***** RECORDS SHOWN
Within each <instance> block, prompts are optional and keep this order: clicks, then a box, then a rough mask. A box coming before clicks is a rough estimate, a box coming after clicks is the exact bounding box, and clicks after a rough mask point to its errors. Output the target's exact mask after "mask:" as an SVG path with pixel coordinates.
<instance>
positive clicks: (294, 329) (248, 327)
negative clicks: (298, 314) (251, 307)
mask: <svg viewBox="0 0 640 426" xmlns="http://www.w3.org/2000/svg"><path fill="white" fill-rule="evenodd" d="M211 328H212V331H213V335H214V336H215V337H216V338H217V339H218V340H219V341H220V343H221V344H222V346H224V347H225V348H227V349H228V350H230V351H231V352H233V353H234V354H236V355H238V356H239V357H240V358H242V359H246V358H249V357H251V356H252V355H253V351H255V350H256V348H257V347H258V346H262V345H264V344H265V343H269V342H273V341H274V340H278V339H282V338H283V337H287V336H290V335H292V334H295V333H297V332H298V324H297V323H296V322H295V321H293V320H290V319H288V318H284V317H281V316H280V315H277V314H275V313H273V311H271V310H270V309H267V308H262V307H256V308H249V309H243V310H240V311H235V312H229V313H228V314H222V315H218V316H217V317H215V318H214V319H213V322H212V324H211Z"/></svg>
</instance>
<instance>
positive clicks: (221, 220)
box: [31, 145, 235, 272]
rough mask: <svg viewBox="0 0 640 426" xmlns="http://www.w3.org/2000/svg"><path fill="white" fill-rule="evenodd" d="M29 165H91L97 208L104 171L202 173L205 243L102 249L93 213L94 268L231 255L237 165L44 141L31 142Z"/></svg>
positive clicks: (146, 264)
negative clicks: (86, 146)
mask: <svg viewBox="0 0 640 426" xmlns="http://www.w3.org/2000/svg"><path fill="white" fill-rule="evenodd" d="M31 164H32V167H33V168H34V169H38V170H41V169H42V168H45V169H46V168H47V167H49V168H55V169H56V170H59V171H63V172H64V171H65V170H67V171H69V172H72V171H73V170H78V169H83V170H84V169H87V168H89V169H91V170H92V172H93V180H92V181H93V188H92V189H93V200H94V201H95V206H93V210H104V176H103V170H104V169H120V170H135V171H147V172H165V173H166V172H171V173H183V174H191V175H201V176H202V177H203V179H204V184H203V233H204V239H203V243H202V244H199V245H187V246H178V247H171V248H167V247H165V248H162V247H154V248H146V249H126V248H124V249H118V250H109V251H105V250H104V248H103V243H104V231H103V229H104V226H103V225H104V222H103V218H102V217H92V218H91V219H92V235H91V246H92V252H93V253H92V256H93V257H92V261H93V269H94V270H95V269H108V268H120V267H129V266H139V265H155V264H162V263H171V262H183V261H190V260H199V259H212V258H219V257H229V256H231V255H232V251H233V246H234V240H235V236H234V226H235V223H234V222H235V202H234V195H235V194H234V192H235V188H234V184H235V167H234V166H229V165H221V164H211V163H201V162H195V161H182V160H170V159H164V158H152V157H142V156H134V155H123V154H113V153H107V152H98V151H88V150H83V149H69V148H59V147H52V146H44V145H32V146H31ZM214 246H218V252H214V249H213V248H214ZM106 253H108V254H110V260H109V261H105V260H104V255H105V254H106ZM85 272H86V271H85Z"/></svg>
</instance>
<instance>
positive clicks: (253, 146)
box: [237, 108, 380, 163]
**********
▶ **WHAT YOU NEED TO DO**
Please copy out the stretch from the start of the material through the line containing "negative clicks: (298, 314) (251, 307)", with both ends included.

▶ **ANSWER TO THIS EXERCISE**
Within each <instance> block, prompts are optional and keep this order: clicks, then a box, then a rough mask. A box coming before clicks is a rough estimate, a box coming after clicks is the exact bounding box, and clicks after a rough mask point to its errors. Output the target's exact mask after "mask:" as an SVG path with pixel coordinates.
<instance>
positive clicks: (294, 329) (248, 327)
negative clicks: (298, 314) (251, 307)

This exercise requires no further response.